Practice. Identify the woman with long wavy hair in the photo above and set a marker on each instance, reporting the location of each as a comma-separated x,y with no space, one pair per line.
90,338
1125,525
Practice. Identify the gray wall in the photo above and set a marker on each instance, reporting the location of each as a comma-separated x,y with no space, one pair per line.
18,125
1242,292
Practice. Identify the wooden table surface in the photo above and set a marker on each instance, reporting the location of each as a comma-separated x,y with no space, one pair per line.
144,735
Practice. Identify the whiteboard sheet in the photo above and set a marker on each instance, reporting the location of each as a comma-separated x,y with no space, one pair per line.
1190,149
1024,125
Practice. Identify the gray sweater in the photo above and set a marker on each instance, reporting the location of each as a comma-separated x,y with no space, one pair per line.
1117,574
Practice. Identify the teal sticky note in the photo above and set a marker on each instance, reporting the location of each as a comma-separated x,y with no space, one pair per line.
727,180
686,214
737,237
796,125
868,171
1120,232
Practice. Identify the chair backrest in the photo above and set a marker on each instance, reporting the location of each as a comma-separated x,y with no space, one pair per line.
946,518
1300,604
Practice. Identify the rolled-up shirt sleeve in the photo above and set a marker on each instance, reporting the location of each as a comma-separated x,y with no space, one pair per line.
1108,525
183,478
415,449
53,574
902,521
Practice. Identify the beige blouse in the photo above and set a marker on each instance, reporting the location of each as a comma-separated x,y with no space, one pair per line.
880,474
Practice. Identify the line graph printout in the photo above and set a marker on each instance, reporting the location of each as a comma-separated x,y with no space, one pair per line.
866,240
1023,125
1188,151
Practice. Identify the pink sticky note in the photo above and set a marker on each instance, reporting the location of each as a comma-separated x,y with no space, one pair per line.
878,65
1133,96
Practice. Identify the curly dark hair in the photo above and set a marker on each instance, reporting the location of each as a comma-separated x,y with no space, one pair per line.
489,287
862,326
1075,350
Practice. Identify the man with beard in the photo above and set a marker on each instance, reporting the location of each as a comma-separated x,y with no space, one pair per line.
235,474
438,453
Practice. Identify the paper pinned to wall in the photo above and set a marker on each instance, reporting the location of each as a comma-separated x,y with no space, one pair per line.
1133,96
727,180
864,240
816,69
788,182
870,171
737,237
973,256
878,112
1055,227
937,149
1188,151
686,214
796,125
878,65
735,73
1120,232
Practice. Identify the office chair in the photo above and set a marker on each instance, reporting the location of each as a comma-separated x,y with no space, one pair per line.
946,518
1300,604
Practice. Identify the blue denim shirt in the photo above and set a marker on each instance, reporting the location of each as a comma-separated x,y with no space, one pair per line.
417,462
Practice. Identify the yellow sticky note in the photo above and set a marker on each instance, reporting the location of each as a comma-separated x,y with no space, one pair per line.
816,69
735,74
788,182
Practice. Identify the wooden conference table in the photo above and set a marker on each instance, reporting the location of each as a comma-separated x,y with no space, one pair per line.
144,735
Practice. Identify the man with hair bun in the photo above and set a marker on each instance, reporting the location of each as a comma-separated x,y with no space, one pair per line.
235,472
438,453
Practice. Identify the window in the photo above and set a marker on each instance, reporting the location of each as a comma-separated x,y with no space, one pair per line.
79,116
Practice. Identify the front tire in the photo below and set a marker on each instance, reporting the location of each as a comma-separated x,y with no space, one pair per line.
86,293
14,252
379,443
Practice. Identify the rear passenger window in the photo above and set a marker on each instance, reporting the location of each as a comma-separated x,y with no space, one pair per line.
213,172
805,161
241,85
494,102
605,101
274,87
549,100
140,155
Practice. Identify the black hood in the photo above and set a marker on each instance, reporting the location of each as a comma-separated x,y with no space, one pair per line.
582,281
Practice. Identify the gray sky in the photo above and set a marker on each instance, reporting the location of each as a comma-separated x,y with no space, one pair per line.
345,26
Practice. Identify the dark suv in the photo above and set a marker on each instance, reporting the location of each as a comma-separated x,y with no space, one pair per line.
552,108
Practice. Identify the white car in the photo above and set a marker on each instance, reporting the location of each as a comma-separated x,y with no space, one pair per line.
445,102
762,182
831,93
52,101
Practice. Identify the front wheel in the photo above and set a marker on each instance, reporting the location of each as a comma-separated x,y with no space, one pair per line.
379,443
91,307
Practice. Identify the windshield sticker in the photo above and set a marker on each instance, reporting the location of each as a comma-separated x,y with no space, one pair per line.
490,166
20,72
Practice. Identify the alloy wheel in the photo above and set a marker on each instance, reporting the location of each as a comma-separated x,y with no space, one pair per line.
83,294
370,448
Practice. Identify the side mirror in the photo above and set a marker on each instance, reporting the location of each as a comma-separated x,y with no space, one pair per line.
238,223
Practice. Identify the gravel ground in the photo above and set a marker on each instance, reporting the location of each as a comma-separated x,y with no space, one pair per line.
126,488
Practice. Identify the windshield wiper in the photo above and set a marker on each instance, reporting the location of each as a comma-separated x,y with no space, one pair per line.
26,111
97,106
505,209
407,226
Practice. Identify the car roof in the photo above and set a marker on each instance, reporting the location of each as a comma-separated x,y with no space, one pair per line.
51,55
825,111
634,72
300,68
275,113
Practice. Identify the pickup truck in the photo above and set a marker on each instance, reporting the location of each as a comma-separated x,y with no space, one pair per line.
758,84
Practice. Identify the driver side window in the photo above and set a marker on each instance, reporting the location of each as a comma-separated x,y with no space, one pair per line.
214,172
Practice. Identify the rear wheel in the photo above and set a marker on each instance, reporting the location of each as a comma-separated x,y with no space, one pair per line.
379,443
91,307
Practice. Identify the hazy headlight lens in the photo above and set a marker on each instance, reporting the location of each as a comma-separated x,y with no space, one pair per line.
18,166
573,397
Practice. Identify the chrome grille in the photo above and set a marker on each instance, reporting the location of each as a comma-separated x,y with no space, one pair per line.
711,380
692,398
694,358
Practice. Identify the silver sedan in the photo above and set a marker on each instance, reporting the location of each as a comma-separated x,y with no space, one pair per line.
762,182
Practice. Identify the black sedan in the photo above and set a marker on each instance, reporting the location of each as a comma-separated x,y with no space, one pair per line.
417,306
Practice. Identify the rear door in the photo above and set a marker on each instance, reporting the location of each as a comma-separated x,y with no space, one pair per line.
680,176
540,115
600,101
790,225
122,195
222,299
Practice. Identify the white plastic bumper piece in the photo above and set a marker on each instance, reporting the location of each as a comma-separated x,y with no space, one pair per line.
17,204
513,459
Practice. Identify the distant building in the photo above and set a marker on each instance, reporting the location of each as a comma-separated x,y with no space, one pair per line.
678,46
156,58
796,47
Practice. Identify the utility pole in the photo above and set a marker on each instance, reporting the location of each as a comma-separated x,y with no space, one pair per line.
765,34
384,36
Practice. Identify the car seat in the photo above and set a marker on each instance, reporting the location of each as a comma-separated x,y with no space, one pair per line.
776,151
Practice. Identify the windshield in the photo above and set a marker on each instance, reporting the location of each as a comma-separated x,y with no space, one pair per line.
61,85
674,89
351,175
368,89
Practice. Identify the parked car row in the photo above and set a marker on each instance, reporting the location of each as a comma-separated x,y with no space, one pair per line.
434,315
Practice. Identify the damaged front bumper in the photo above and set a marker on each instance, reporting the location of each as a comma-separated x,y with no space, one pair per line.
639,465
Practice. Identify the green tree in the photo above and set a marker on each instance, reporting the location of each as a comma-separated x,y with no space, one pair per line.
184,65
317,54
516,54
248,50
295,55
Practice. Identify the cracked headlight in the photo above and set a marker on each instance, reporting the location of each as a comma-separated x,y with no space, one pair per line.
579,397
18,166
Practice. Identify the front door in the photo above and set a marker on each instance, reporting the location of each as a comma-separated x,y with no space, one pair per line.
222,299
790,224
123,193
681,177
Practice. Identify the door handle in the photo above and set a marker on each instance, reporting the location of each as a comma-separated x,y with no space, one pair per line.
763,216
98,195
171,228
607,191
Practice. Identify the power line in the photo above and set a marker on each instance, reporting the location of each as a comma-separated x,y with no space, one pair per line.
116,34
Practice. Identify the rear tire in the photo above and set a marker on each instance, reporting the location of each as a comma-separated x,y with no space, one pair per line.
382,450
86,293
**********
**BRIEF:** The answer must be the line containing "Practice. Identify the rear tire" and every line after it to the end of the data, each set down exactly.

**RESPONSE BELOW:**
Practice. Identify the rear tire in the photo above and set a marker on each instance, reporting the location of each as a comma-separated x,y with no space, one pair per line.
382,450
86,293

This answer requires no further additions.